━━━━━ SUPPLIED RECORDS
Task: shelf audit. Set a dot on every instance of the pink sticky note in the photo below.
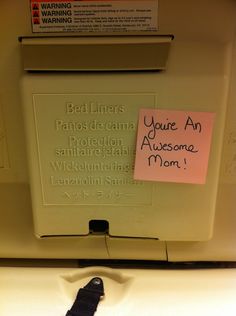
(173, 146)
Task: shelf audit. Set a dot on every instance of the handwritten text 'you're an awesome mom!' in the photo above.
(173, 146)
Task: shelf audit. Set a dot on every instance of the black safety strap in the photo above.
(87, 299)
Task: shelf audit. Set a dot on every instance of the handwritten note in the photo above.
(173, 146)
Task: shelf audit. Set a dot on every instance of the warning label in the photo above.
(94, 16)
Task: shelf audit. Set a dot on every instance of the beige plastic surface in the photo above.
(74, 122)
(51, 291)
(17, 237)
(95, 53)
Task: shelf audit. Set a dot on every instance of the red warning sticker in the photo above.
(90, 16)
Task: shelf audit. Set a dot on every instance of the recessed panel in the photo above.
(86, 148)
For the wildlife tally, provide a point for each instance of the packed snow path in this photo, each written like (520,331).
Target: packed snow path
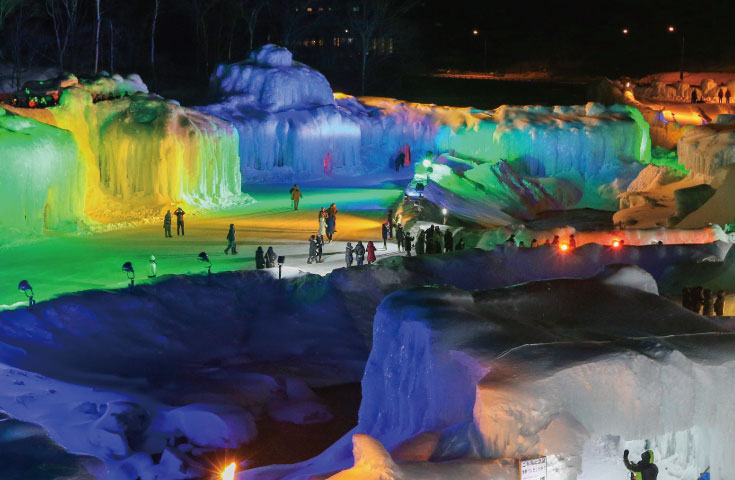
(67,263)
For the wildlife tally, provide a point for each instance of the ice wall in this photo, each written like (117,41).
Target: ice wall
(516,374)
(43,179)
(142,153)
(286,117)
(706,149)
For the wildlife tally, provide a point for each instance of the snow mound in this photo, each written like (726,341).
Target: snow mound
(270,80)
(209,425)
(628,276)
(706,149)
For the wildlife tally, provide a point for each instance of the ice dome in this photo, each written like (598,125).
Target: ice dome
(270,80)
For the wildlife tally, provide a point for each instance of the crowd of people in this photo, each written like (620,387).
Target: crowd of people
(701,301)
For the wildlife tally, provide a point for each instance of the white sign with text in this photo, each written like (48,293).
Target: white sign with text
(534,469)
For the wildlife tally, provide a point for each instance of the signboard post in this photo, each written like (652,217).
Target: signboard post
(534,469)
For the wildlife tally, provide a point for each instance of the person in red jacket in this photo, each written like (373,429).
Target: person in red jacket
(371,252)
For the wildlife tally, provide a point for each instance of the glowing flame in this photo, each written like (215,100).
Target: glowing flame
(229,472)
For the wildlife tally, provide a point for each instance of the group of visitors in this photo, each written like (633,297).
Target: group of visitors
(359,252)
(265,260)
(432,240)
(700,300)
(179,213)
(328,222)
(721,94)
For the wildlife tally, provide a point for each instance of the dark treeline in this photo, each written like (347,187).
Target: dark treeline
(364,45)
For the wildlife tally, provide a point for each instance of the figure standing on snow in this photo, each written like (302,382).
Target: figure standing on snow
(400,236)
(645,469)
(448,241)
(371,252)
(720,303)
(231,245)
(390,223)
(152,267)
(407,243)
(331,221)
(270,258)
(360,253)
(319,248)
(312,249)
(348,254)
(295,196)
(167,224)
(322,222)
(708,306)
(179,221)
(399,161)
(421,243)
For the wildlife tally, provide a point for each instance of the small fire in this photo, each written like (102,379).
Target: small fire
(229,472)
━━━━━━━━━━
DIRECTIVE
Convert the data above into a JSON list of strings, one string per line, skipping blank lines. Leave the pictures out.

FINAL RESULT
[
  "Task: shelf audit. Set a dot on every instance of the pink sticky note in the photo below.",
  "(173, 146)",
  "Task: shelf audit. Set a dot on every instance of the handwritten text 'you're an awesome mom!' in the photo above.",
  "(173, 146)",
  "Task: shelf audit. Set a dot on every instance of the black safety strap in the photo above.",
  "(87, 299)",
  "Task: shelf audit. Set a dot on every instance of the handwritten note in the photo above.",
  "(173, 146)",
  "Task: shelf audit. Set a dot on every instance of the warning label in the photo above.",
  "(94, 16)",
  "Task: shelf audit. Set a dot on every instance of the beige plastic surface in the photo above.",
  "(74, 122)",
  "(51, 291)",
  "(17, 237)",
  "(95, 53)",
  "Task: shelf audit. Set a dot on every instance of the red warning sticker in the photo above.",
  "(90, 16)",
  "Task: shelf audit. Set a dot on every instance of the recessed panel in the photo above.",
  "(86, 148)",
  "For the wildlife tally, provide a point for each instance of the packed snow path in this photo, each written like (520,331).",
  "Target: packed snow path",
  "(67,263)",
  "For the wildlife tally, provide a point for each instance of the ice wall in this photo, each written like (117,41).",
  "Target: ice wall",
  "(516,374)",
  "(43,179)",
  "(142,153)",
  "(286,117)",
  "(706,149)",
  "For the wildlife tally, provide a point for each instance of the snow mound in this photo, each written like (726,341).",
  "Target: snow mound",
  "(270,80)",
  "(209,425)",
  "(628,276)",
  "(706,149)",
  "For the wildlife tally, provide a point for each instance of the ice dome in this photo, each written like (598,125).",
  "Target: ice dome",
  "(270,80)",
  "For the wildlife tally, provide a point for each instance of the crowd of people in this photo, each written like (620,387).",
  "Target: crowd of people",
  "(701,301)",
  "For the wildlife tally, provide a point for each instance of the white sign with text in this photo, each written like (48,293).",
  "Target: white sign with text",
  "(534,469)",
  "For the wildlife tally, provide a point for each instance of the signboard post in this photo, each written like (652,217).",
  "Target: signboard post",
  "(534,469)",
  "For the wildlife tally, provide a point for each instance of the person in red jacket in this photo, each written like (373,429).",
  "Target: person in red jacket",
  "(371,252)",
  "For the wildlife tally, provide a point for each instance of the glowing flame in this photo, each written like (215,100).",
  "Target: glowing flame",
  "(229,472)",
  "For the wildlife tally, provide a point for each instance of the group of visitors in this photo, each written like (633,297).",
  "Target: group of visitors",
  "(359,252)",
  "(265,260)",
  "(432,240)",
  "(700,300)",
  "(179,213)",
  "(328,222)",
  "(721,94)",
  "For the wildlife tally, provide a point for each instance of the dark treeline in this photo, each written like (347,187).",
  "Target: dark treeline",
  "(364,45)",
  "For the wildlife tally, provide a point for each instance of the figure standing on snow in this photo, each written like (302,382).",
  "Target: figure standing on snow",
  "(400,236)",
  "(645,469)",
  "(448,241)",
  "(371,252)",
  "(720,303)",
  "(231,245)",
  "(390,223)",
  "(152,267)",
  "(407,243)",
  "(331,221)",
  "(270,258)",
  "(360,253)",
  "(319,248)",
  "(312,249)",
  "(348,254)",
  "(295,196)",
  "(167,224)",
  "(322,222)",
  "(708,306)",
  "(179,221)",
  "(399,161)",
  "(421,243)",
  "For the wildlife tally, provide a point for each instance of the small fire in this photo, each written like (102,379).",
  "Target: small fire",
  "(229,472)"
]